→ Document segment
....................

But in practice the model was under threat from its conception. Foundation trusts inhabited a precarious halfway house between the public and private sectors: independent corporations on paper yet entirely dependent on the state in reality – for funding, capital investment and bailouts when things went wrong (the original plan to create an independent NHS bank was discreetly abandoned).

It was never going to be easy for a single payer and monopoly providers to maintain an arm’s length, contractual relationship. In the private sector, such close mutual dependency often ends in merger (see Klein’s famous case study on General Motors’ acquisition of Fisher Body). For its part, the Office for National Statistics was never convinced that foundation trusts were really autonomous companies and actually kept them on the public balance sheet.

Those tensions were apparent from the start. In theory, foundation trusts were supposed to be subject to powerful local governance by their members. In practice, the Department of Health and regulators played the main role in determining their priorities and overseeing their performance. Monitor could end a chief executive’s career; foundation trust governors could not. So the leaders of many foundation trusts continued to look upwards to Whitehall for direction, rather than inwards and outwards to their staff and their communities as had been envisaged.

Nevertheless, some successful foundation trusts retained a meaningful degree of autonomy throughout the 2000s. Organisations such as Salford Royal or the Royal Marsden – who hit key targets and balanced the books – rarely felt the regulators’ stick. Conversely, those who breached Monitor’s terms of authorisation could expect a ratchet of increasingly invasive intervention, from requirements to develop sustainability plans to the replacement of board members.

That compact crumbled as the financial situation deteriorated. Government pushed prices below any reasonable level. Cash-strapped commissioners withheld funding. And large swathes of the foundation trust sector found themselves in breach of Monitor’s financial rules and subject to intervention, not through any fault of their own in many cases, but because of the gap between funding and the real cost of services.

....................

→ Brief 1
In the passage on NHS foundation trusts, where did the Office for National Statistics keep foundation trusts?
→ Brief 2
Continue the passage on NHS foundation trusts from the point where it stops.

....................

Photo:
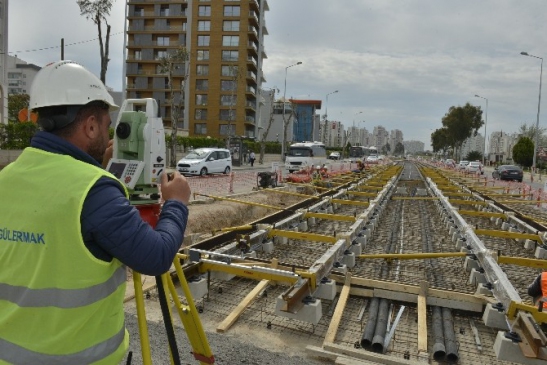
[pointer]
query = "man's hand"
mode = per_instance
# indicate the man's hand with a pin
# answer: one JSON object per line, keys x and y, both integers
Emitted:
{"x": 176, "y": 188}
{"x": 108, "y": 153}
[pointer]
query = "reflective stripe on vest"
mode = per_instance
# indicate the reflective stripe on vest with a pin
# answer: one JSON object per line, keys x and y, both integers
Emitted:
{"x": 544, "y": 287}
{"x": 58, "y": 303}
{"x": 18, "y": 355}
{"x": 62, "y": 298}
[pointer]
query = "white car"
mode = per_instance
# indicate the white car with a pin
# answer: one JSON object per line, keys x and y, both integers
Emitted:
{"x": 474, "y": 167}
{"x": 204, "y": 161}
{"x": 372, "y": 159}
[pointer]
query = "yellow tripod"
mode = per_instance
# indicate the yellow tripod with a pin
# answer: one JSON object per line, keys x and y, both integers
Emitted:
{"x": 187, "y": 313}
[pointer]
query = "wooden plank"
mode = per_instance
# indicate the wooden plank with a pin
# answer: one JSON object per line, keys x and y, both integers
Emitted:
{"x": 340, "y": 306}
{"x": 422, "y": 317}
{"x": 236, "y": 313}
{"x": 413, "y": 289}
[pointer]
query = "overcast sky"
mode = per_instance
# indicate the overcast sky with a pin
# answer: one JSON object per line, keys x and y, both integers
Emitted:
{"x": 402, "y": 63}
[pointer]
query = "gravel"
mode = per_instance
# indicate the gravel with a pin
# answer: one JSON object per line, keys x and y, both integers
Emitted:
{"x": 227, "y": 349}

....................

→ Written reply 1
It kept them on the public balance sheet.

→ Written reply 2
The planning guidance and associated communications from the national bodies dispel any remaining illusions that foundation trusts, even the handful who are still in good financial health, are autonomous organisations. The planning guidance officially re-establishes a planned economy (as was always the case for the trust sector) where money is moved around local NHS organisations to ensure their sustainability.
It is now clear that all foundation trusts, even those with good finances, must accept control totals for capital expenditure. So that last remaining freedom, the right to decide what to do with their surpluses, has been lost. Meanwhile, the national bodies are micro-managing the details of how foundation trusts deliver services more than ever before, to the extent of directing them on staffing cover and annual leave planning.

The NHS veers between centralisation and decentralisation with alarming speed but dull predictability. Fundamental features of our tax-funded system pull government and providers into a hierarchical relationship. But dissatisfaction with public sector hierarchies – their unresponsiveness and inability to innovate – is never far from the surface. Hence the stream of policy papers promising, and failing, to set providers free.

Command and control from Whitehall may appear to some the only realistic course in the current crisis. But what are the chances that it creates the next Salford Royal, Frimley Park, Southcentral or Jönköping?

Comments

Joey Hall

Comment date
08 April 2020

Corporate governance in the private sector is being worshipped with religious abandon. The private sector has never been more efficient than the public sector where good leadership is present in either. Scale. For as long as corporate structures and price competition are in place, the idea that it's not for profit is an illusion.